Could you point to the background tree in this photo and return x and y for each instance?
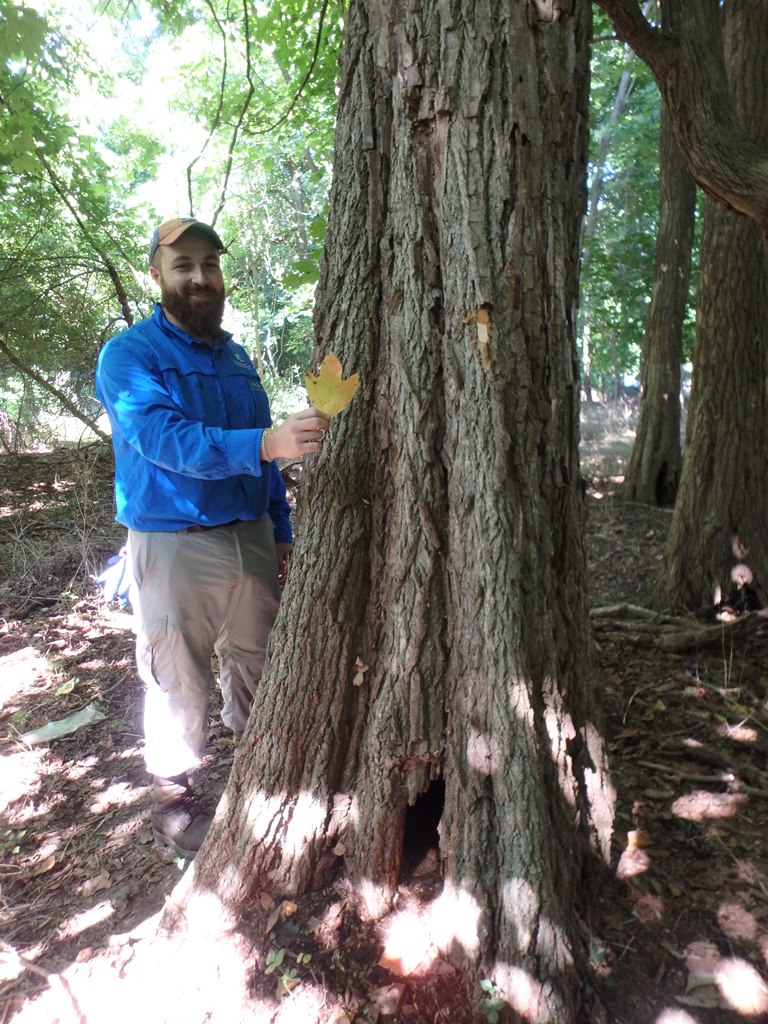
(440, 546)
(718, 119)
(653, 471)
(622, 215)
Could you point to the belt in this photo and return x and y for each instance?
(199, 528)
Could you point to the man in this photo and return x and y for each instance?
(208, 526)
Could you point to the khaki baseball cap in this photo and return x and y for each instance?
(167, 232)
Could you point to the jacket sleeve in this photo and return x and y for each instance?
(142, 411)
(279, 509)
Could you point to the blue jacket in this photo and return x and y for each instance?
(186, 424)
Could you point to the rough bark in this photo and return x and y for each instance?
(724, 489)
(435, 622)
(687, 62)
(653, 471)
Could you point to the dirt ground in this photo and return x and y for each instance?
(680, 935)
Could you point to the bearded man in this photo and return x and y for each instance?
(209, 532)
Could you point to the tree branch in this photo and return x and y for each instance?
(305, 79)
(241, 119)
(217, 116)
(688, 65)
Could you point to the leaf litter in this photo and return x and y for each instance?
(682, 922)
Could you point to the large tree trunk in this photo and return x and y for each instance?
(439, 563)
(653, 472)
(723, 154)
(724, 491)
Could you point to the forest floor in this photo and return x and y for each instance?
(680, 932)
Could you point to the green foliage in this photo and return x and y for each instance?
(288, 977)
(617, 270)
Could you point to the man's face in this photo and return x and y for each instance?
(192, 286)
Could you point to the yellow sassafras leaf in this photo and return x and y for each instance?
(328, 391)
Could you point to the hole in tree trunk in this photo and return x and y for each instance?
(421, 843)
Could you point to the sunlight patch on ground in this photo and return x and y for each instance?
(741, 987)
(739, 733)
(704, 806)
(19, 671)
(670, 1016)
(524, 994)
(20, 774)
(118, 795)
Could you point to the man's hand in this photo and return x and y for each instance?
(285, 550)
(298, 435)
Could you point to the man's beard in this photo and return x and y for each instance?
(199, 310)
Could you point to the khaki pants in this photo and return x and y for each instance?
(196, 593)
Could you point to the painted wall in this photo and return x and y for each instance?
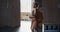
(10, 13)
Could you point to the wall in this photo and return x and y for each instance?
(51, 11)
(10, 13)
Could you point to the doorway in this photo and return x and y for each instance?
(26, 9)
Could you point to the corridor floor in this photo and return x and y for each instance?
(25, 26)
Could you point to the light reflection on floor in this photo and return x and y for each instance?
(25, 26)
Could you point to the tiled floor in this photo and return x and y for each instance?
(25, 26)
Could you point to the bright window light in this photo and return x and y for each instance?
(26, 5)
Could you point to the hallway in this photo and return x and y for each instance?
(25, 26)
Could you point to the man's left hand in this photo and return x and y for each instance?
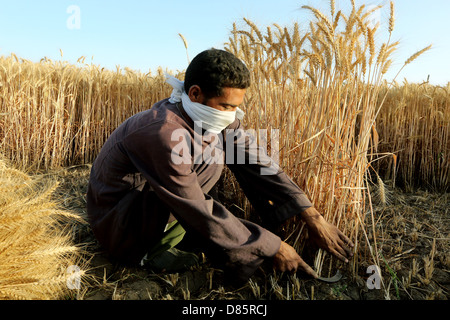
(327, 236)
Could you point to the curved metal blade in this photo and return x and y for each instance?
(335, 278)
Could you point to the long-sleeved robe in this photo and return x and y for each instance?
(155, 167)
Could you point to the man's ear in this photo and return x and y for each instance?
(195, 94)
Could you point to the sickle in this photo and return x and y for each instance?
(334, 278)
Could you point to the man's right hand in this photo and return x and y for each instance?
(287, 259)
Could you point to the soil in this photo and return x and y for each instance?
(412, 239)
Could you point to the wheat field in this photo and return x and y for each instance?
(344, 130)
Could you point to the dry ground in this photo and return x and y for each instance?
(412, 233)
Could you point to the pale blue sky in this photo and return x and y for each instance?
(143, 35)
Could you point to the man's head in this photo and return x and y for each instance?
(214, 73)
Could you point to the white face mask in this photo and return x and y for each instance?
(211, 119)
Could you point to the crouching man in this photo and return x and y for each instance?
(149, 187)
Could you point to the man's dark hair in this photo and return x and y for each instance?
(215, 69)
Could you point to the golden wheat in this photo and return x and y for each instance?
(35, 248)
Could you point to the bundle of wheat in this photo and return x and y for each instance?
(38, 259)
(53, 113)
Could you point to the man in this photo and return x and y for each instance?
(150, 182)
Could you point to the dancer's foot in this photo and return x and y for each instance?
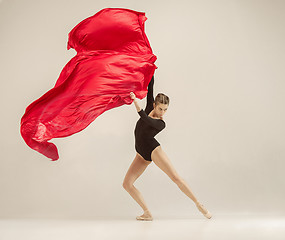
(146, 216)
(203, 210)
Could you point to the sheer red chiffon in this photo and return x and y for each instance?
(113, 58)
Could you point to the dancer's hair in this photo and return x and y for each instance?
(161, 98)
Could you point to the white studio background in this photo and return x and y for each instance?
(222, 65)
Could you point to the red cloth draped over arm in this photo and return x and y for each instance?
(113, 59)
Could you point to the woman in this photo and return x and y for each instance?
(148, 150)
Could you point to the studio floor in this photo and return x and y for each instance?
(218, 227)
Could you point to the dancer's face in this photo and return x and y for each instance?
(160, 109)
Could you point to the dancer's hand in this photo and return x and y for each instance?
(132, 95)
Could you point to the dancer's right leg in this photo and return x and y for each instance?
(136, 168)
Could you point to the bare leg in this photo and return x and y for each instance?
(162, 161)
(135, 170)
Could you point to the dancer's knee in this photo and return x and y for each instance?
(127, 186)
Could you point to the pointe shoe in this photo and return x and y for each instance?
(203, 210)
(144, 218)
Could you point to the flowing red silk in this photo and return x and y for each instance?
(113, 58)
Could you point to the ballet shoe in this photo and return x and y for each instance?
(203, 210)
(142, 218)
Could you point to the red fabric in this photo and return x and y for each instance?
(113, 59)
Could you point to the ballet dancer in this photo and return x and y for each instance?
(148, 149)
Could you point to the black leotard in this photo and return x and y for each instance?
(147, 127)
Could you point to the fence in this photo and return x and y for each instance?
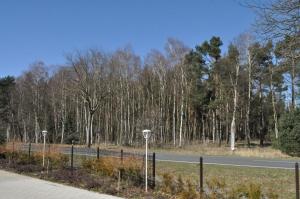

● ● ● ● ●

- THE TASK
Filter the listing above down to the lines that contain the string "floor", and copy each of those lines unchanged.

- CORRECT RESULT
Could you point to the forest floor in this photo and return x and y for each instance?
Could you point to the corridor floor in this photo and return x and y for each instance?
Could you point to the light reflection on floor in this photo and return x and y for each instance?
Could you point to the tiled floor in this photo and return x and y for each instance?
Could you point to the studio floor in this photo and return x and y for each instance?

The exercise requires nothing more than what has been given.